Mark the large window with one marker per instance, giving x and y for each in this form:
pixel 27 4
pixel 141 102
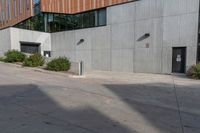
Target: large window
pixel 49 22
pixel 30 48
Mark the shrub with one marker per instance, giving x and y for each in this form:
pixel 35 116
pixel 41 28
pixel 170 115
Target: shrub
pixel 14 56
pixel 194 71
pixel 34 61
pixel 2 59
pixel 59 64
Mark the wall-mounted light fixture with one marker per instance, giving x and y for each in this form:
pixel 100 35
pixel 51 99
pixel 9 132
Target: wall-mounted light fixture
pixel 145 36
pixel 80 41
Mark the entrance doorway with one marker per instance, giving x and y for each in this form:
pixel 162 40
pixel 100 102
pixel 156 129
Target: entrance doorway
pixel 179 60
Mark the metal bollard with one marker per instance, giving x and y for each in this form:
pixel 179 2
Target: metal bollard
pixel 81 68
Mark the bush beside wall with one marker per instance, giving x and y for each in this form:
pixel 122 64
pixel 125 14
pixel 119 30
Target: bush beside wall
pixel 59 64
pixel 194 71
pixel 14 56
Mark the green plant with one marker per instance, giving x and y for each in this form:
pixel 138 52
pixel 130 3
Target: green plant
pixel 34 61
pixel 2 59
pixel 59 64
pixel 194 71
pixel 14 56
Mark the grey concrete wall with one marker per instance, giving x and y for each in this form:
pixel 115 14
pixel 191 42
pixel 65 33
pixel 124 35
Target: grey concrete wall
pixel 4 41
pixel 18 35
pixel 117 47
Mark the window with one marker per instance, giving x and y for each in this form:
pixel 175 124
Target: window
pixel 20 6
pixel 15 8
pixel 52 22
pixel 30 48
pixel 102 17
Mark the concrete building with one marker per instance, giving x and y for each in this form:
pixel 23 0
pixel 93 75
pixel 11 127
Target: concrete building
pixel 151 36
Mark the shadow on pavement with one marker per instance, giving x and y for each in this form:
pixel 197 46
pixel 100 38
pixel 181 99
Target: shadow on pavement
pixel 157 104
pixel 26 109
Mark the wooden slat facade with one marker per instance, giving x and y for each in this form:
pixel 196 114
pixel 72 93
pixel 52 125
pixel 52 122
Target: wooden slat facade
pixel 76 6
pixel 25 11
pixel 11 15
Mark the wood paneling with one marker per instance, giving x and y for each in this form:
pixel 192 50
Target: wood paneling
pixel 55 6
pixel 9 19
pixel 76 6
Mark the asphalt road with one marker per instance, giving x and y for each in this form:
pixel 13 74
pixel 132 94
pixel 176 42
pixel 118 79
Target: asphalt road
pixel 103 102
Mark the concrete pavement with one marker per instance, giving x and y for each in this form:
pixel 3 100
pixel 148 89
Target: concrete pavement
pixel 104 102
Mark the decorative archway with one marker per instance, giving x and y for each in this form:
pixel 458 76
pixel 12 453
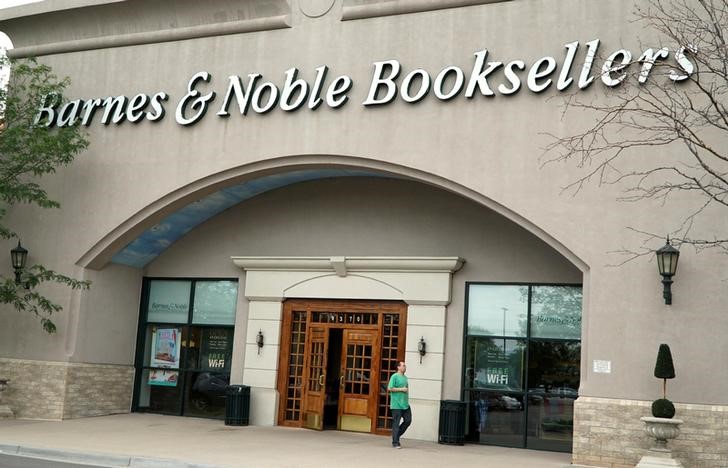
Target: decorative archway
pixel 423 283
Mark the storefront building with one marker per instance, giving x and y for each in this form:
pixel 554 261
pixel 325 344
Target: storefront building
pixel 296 195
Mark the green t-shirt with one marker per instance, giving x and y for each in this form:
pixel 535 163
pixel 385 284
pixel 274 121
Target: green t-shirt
pixel 398 400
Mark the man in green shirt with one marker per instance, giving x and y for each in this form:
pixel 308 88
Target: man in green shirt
pixel 399 403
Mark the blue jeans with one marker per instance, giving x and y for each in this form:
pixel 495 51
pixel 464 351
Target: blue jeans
pixel 398 429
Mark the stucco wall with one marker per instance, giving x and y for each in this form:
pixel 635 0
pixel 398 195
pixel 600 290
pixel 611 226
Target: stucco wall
pixel 490 146
pixel 372 217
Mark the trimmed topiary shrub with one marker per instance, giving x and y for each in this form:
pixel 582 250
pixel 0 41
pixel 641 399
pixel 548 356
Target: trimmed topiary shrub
pixel 663 408
pixel 664 369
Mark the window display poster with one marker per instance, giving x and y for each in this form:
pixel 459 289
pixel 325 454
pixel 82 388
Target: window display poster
pixel 216 349
pixel 165 347
pixel 163 377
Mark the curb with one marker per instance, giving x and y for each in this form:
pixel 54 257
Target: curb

What you have to do: Copy the lines above exactly, beginning at the line that has "Mark the grey" and stopping after the line that has "pixel 12 453", and omit the rest.

Answer to the exercise:
Mark the grey concrete wall with one marker per instance, giving x and y for each in this form:
pixel 115 14
pixel 191 42
pixel 65 33
pixel 124 35
Target: grey concrete wall
pixel 4 41
pixel 18 35
pixel 117 47
Mark the window with one marker per instance, giving x and y for each in this form:
pixel 175 124
Target: window
pixel 20 6
pixel 15 8
pixel 52 22
pixel 30 48
pixel 102 17
Mark the concrete building with one marker per instance, giving x and y for each in this form:
pixel 23 0
pixel 93 75
pixel 11 127
Target: concrete building
pixel 151 36
Mark the shadow on pavement with one marker per instance, giving x and y for each in this form:
pixel 197 46
pixel 100 38
pixel 181 99
Target: shadow on pavement
pixel 157 104
pixel 26 109
Mark the wooden slat facade with one marker per instance, giving x and y for each in this form:
pixel 196 114
pixel 72 93
pixel 52 125
pixel 52 122
Target: wooden slat facade
pixel 76 6
pixel 25 11
pixel 11 15
Mark the wood paneling with one marker per instance, giving x and y for each in this form:
pixel 192 50
Target: wood paneling
pixel 55 6
pixel 9 19
pixel 76 6
Mark the asphalt road with one marker per instance, giving x and y for each in this form:
pixel 13 74
pixel 132 94
pixel 176 42
pixel 118 79
Target: asphalt road
pixel 103 102
Mark the concrete pavement with one marker per instance, giving x and y for each in this form:
pixel 3 100
pixel 148 89
Target: concrete pavement
pixel 104 102
Mark the decorative archway with one marker per instance, giving x and y for each in this form:
pixel 458 76
pixel 12 453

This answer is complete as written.